原文抜粋:
******************************

説明

電子透かし埋込システム、装置及びプログラム

【課題】 暗号化コンテンツを自由に流通させる超流通システムにおいて、低い計算能力の端末でも電子透かし入りコンテンツを生成する。
【解決手段】 サーバ装置10が、予め利用者識別情報UIDjを表す電子透かしをコンテンツに埋め込み処理し、得られた電子透かし入りコンテンツとコンテンツとの差分に対応した電子透かし生成情報Ci”を暗号化して送信し、クライアント端末20が、復号した電子透かし生成情報Ci”に基づいて、埋め込み処理に代えてコンテンツCiと電子透かし生成情報を合成し、電子透かし入りコンテンツCi’を生成して再生する。これにより、電子透かしの埋め込み処理に要する計算能力よりも低い計算能力の端末でも電子透かし入りコンテンツを生成できる。

【発明の詳細な説明】
【技術分野】
【0001】
本発明は、画像、音楽などのコンテンツに電子透かしを埋め込むための電子透かし埋込システム、装置及びプログラムに係り、特に、低い計算能力の端末でも電子透かし入りコンテンツを生成し得る電子透かし埋込システム、装置及びプログラムに関する。
【背景技術】
【0002】
近年、情報技術、通信技術の発展に伴い、画像、音楽、動画などのコンテンツデータ(以下、単にコンテンツという)を携帯電話などの利用者端末などで再生する場面が増えている。一方、コンテンツは容易に複製が可能であるため、著作権のあるコンテンツが不正にコピーされて広く流通することが問題になっている。
【0003】
このような不正コピーを阻止する観点から、コンテンツを暗号化して得られた暗号化コンテンツを配信し、再生時に復号鍵を利用して暗号化コンテンツを復号する方式が採られている。この方式の一例としては、暗号化コンテンツを自由に流通させる一方、復号鍵の利用者に対して課金を行なう、いわゆる超流通システムが考えられている。また、復号したコンテンツを不正に取得し、流出させる脅威に対しては、電子透かしが抑止力になると考えられる。
【0004】
ここで、電子透かしとは、コンテンツに埋め込まれ、当該コンテンツから除去が困難である性質を持つ可視、または不可視の情報である。不可視の情報の場合、電子透かしは、特定の検出手段により、コンテンツから検出される。また、電子透かしとしては、例えば利用者識別情報を用いる場合が考えられる。
【0005】
但し、超流通システムにおいては、暗号化コンテンツを自由に流通させるため、予め利用者識別情報を表す電子透かしをコンテンツに埋め込むことができない状況にある。このため、利用者識別情報を有する利用者端末に電子透かし生成及び埋込専用のハードウェア及びソフトウェアを設け、利用者端末により、利用者識別情報から電子透かし情報を生成し、得られた電子透かし情報をコンテンツに埋め込む方式が考えられる。
【0006】
この方式によれば、不正に流出したコンテンツから電子透かしとして利用者識別情報を検出することにより、不正に流出させた利用者を追跡可能である。従って、電子透かしは、悪意を持つ利用者によるコンテンツの不正流出に対し、抑止力となると考えられる。

******************************

提供データ:
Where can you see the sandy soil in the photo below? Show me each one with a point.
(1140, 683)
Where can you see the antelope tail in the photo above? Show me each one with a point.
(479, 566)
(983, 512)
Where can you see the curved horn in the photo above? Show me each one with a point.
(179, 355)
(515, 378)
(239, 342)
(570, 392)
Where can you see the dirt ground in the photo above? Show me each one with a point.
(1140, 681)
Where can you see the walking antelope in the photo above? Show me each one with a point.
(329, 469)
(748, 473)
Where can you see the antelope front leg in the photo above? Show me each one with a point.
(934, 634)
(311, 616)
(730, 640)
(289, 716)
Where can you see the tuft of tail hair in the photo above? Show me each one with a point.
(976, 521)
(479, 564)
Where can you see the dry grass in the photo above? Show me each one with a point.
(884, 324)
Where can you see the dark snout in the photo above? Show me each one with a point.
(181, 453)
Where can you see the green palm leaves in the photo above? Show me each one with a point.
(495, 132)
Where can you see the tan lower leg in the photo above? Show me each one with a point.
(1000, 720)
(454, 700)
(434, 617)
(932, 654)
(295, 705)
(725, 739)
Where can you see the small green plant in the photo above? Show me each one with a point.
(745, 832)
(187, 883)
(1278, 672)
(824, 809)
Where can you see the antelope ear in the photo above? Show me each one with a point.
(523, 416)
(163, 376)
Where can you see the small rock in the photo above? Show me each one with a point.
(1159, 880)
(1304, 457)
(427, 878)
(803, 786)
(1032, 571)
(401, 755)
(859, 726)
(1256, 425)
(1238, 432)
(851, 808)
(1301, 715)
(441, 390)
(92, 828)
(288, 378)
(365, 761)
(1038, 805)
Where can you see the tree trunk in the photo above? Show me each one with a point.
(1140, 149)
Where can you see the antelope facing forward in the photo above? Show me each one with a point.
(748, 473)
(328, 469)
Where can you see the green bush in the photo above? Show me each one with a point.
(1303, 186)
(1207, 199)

******************************

作業内容:
1 - リストのうち「Where can you see the antelope facing」を含む行からリストの末尾までの行（両端を含む）だけを質問文も含めて再掲すること。その際、回答の座標値をすべて2.5倍に拡大し、整数に丸めること（0.5は切り上げ）。
2 - 電子透かしに関する文章の続きを、最後の文の後から書き継ぐこと。
電子透かしに関する文章とリストの間には関連がない。

最終結果:
1 -
Where can you see the antelope facing forward in the photo above? Show me each one with a point.
(1870, 1183)
(820, 1173)
Where can you see the green bush in the photo above? Show me each one with a point.
(3258, 465)
(3018, 498)

2 -
【0007】
なお、この出願に関連する先行技術文献情報としては、例えば特許文献1がある。特許文献1には、次の(i)〜(iii)の手順を用いた電子透かしの技術が開示されている。
【0008】
(i)コンテンツデータ供給装置が出力装置コントローラを介して出力装置から出力装置のIDを受ける。
【0009】
(ii)コンテンツデータ供給装置は、出力装置のIDを電子透かし情報としてコンテンツに埋め込んだ後、この透かし入りコンテンツを出力装置コントローラに送信する。
【0010】
(iii)出力装置コントローラは、出力装置から受けたIDと透かし入りコンテンツに埋め込まれたIDとを照合し、両IDが一致したとき、透かし入りコンテンツから出力装置のIDを除去し、当該コンテンツを出力装置に伝える。
【特許文献1】特開2002−176551号公報(第44段落及び図2参照)
【発明の開示】
【発明が解決しようとする課題】
【0011】
しかしながら、上述した利用者端末により電子透かしを埋込む方式は、利用者端末が携帯端末の場合に、携帯端末の計算能力が低い問題、専用ハードウェアの回路サイズが大きい問題、専用ソフトウエアのプログラムサイズが大きい問題などにより、実現が困難である。
【0012】
これに加え、電子透かしの生成アルゴリズムに問題が発見された時のように、電子透かし専用の回路やアルゴリズムを変更したい場合が生じると考えられる。この場合、利用者端末内の電子透かし専用の回路やアルゴリズムを変更することは困難である。
【0013】
一方、特許文献1に記載の技術は、利用者端末には電子透かし生成及び埋込みの負荷がかからないものの、暗号化コンテンツを自由に流通させる構成ではないので、超流通システムには適用不可能と考えられる。仮に超流通システムに適用したとしても、利用者の手元にある暗号化コンテンツとは別に、電子透かし入りコンテンツを配信することになるので、自由に流通させた暗号化コンテンツが無駄になってしまう。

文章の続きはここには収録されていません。